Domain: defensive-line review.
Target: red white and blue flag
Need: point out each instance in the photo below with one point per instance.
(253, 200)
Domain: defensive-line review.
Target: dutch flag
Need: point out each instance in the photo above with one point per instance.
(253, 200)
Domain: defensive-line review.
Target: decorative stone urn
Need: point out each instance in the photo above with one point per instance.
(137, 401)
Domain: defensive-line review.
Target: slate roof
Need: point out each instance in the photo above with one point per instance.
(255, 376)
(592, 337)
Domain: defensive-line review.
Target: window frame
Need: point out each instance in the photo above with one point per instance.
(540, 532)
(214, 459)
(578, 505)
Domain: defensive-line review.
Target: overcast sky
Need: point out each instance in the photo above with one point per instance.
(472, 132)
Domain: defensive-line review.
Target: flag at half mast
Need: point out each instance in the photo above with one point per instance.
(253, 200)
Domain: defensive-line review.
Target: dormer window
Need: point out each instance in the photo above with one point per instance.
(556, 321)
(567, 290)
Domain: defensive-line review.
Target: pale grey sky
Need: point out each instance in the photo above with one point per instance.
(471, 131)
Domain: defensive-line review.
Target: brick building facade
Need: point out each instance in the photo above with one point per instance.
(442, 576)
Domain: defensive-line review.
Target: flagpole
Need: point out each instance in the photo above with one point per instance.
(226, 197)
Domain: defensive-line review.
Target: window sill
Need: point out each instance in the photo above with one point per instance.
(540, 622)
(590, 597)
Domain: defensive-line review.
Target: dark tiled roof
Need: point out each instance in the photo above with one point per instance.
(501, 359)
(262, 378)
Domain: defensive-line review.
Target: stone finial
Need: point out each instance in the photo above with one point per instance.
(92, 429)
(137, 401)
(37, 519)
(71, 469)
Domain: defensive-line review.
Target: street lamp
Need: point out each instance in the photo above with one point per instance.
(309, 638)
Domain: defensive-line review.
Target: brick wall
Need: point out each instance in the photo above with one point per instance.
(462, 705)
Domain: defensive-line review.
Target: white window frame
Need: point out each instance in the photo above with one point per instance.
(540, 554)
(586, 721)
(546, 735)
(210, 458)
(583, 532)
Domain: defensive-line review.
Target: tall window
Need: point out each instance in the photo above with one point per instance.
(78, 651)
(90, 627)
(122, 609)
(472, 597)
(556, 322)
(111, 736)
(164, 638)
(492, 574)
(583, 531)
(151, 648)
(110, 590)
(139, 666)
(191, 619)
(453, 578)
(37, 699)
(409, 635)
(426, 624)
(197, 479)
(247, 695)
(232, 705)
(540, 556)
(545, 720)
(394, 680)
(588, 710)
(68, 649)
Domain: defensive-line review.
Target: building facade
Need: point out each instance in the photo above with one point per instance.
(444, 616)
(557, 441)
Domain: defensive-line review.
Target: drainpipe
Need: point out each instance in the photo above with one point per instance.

# WORK TO BE COMPLETED
Retype all of the data shown above, word for word.

# REPLY
Domain: defensive-line review.
Target: red white and blue flag
Need: point out each instance in the photo below with one point per instance.
(253, 200)
Domain: defensive-line review.
Target: dutch flag
Need: point out each instance in the photo above with one point per instance.
(253, 200)
Domain: defensive-line review.
Target: decorative stone urn
Need: point out each instance in the photo above with one point per instance.
(137, 401)
Domain: defensive-line review.
Target: slate roof
Need: point out each instance in the photo above with one point per instance.
(255, 376)
(592, 337)
Domain: defensive-line review.
Target: window frame
Need: point out each instance in the photo above with one point per instance.
(540, 532)
(214, 459)
(578, 505)
Domain: defensive-line review.
Target: overcast sky
Need: point out each instance in the photo above with one point per instance.
(472, 132)
Domain: defensive-line review.
Target: flag at half mast
Need: point out each instance in the photo above with one point per instance.
(253, 200)
Domain: defensive-line review.
Target: dormer window
Need: point out each instance in the photo above with one point per instance.
(556, 321)
(567, 290)
Domain: defensive-line review.
Target: pale grey sky
Need: point out each instance in the photo above with one point per instance.
(471, 131)
Domain: defensive-line review.
Target: brick building facade
Need: point out each instance in the photo above with one point per instance.
(442, 576)
Domain: defensive-line review.
Target: flagpole
Need: point out each instance in the photo above with one point per instance.
(226, 197)
Domain: defensive-line review.
Target: window sill
Need: point out each instance in the photo above with one point per instance.
(540, 622)
(590, 597)
Domain: defensive-line review.
Target: dark tiled roof
Need: point out each instance in the photo above with one point per instance.
(501, 359)
(262, 378)
Domain: defensive-line review.
Target: stone finial
Need: point out each instance in the photo above with one point per instance.
(92, 429)
(137, 401)
(37, 519)
(71, 469)
Domain: defensive-line review.
Target: street lamp
Need: point out each instance in the photo above with one point per instance.
(309, 638)
Domain: defensive-line review.
Target: brick wall
Need: point out each instance in the photo above with one point per instance.
(462, 705)
Domain: defensive-line review.
Target: white window frame
Need: point out each instance in the photo above with one point per instance.
(540, 554)
(586, 721)
(546, 735)
(210, 458)
(583, 532)
Domain: defensive-line review.
Target: tall window
Need: point out each instance in the photo above with one point per instance.
(78, 651)
(90, 627)
(122, 609)
(472, 597)
(556, 322)
(111, 736)
(164, 638)
(492, 574)
(583, 531)
(151, 648)
(110, 590)
(139, 666)
(191, 619)
(453, 578)
(37, 699)
(409, 635)
(426, 624)
(197, 479)
(247, 695)
(232, 705)
(540, 556)
(545, 720)
(394, 680)
(588, 710)
(68, 649)
Domain: defensive-line review.
Target: building facade
Need: point out each instance in the photo above with one point per instance.
(444, 616)
(557, 441)
Domain: defensive-line review.
Target: drainpipe
Need: point out each instance in the photo above with one point per instance.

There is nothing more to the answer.